GIVEN PASSAGE:
* Start *

# A LeetCode Medium Level Problem

Spreeha Dutta

2 years ago | 6 min read

This is an interesting problem from LeetCode. It is one of the Medium level problems. It has been asked 9 times in Google and twice in the Amazon coding interview rounds.

# So What Is The Problem?

We have two integer sequences A and B of the same non-zero length.

We are allowed to swap elements A[i] and B[i]. Note that both elements are in the same index position in their respective sequences.

At the end of some number of swaps, A and B are both strictly increasing.

A sequence is strictly increasing if and only if
A[0] < A[1] <A[2]< … < A[A.length — 1]

Given A and B, we have to return the minimum number of swaps to make both sequences strictly increasing. It is guaranteed that the given input always makes it possible.

`Example:Input: A = [1,3,5,4], B = [1,2,3,7]Output: 1Explanation: Swap A[3] and B[3].  Then the sequences are:A = [1, 3, 5, 7] and B = [1, 2, 3, 4]which are both strictly increasing.`

Note:
A, B are arrays with the same length, and that length will be in the range
[1, 1000].
A[i], B[i] are integer values in the range [0, 2000].

# Coming To The Solution:

## Approach Taken: Dynamic Programming

Let’s consider the following-

ni → naturally increasing sequence, a swap is therefore not done at position i.
si → represnts the number of swaps till position i considering a swap is done at position i.

1. Let variable n1 represent the cost of no swapping till the (i-1)th position in which case the elements are naturally increasing in order. That means n1 will be the number of elements that will be naturally increasing till the (i-1) position.
2. Let variable n2 represent the cost of naturally increasing till the (i)th position, so no swapping needs to be performed at the ith position.

* End *

SHORT EXERCISE 1: Count how many lines of the rows below contain the string "crab". Reply with the number alone.

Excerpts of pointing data
* Start *

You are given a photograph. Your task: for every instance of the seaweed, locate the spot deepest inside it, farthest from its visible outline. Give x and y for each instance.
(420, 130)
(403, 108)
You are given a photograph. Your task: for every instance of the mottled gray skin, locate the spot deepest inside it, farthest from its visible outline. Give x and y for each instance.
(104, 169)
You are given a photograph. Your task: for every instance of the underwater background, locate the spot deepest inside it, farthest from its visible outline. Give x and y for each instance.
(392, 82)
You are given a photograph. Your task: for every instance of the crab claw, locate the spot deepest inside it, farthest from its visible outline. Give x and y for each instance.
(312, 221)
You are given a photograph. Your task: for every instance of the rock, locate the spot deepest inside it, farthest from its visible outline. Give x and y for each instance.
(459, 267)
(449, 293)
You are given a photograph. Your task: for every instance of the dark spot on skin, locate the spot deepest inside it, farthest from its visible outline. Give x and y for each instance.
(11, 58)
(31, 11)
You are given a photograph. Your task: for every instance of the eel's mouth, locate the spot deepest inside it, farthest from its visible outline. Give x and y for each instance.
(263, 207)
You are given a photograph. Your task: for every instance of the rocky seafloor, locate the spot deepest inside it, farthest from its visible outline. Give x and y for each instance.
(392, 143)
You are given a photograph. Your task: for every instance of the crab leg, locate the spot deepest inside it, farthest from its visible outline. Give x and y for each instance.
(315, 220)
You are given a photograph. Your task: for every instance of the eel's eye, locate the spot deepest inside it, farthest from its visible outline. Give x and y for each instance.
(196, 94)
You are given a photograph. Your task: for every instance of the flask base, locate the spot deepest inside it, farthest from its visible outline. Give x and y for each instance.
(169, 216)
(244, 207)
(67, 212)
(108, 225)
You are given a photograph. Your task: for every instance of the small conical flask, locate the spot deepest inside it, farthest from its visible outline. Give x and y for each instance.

* End *

SHORT EXERCISE 2: Carry on the LeetCode minimum-swaps article from its last sentence shown.

RIGHT ANSWER 1: 2

RIGHT ANSWER 2:
3. Let variable s1 represent the cost when a swap is done at the (i-1)th position.
4. Let variable s2 represent the cost when a swap is done at the (i)th position.

## Initial Values

n1=0 → n1 will naturally be 0 since the first element is going to have no larger element before it, so the number of swaps required would be 0

s1=1 → considering the first element is swapped so 1 swap till 1st position

# Now there are basically 2 approaches that we need to consider for every loop iteration:

## Case 1:

When adjacent elements of both arrays a[] and b[] are strictly increasing

`if(a[i-1]<a[i] && b[i-1]<b[i])`

n2=Math.min(n1,n2);

s2=Math.min(s2,s1+1); → Considering a swap is done at position i. A swap at (i)th position maybe needed for the (i+1)th position element to maintain the strictly increasing property.

## Case 2:

When diagonal elements are also strictly increasing

`if(a[i-1]<b[i] && b[i-1]<a[i])`

Note : If the diagonal elements are strictly increasing, the adjacent elements of both arrays may or may not be strictly increasing.

If both case 1 and case 2 hold true.. i.e, if the adjacent elements are strictly increasing and the diagonal elements are also strictly increasing, then the values of n2 and s2 need to be floored.

n2=Math.min(n2,s1); → Considering we are not swapping, n2 will be the minimum between the natural n2 till (i)th position and number of swaps s2 done till (i-1)th position.This comes into effect for cases where adjacent elements are not strictly increasing but diagonal elements are strictly increasing so swapping needs to be done.

s2=Math.min(s2,n1+1) → Minimum of (swaps done till the ith position) and the (count of natural till the (i-1)th position + 1 swap done for the ith position). (n1+1) is taken as the second parameter since the elements are strictly increasing even for diagonal elements, so even if we swap the (i)th element, the cost would end up being (n1+1).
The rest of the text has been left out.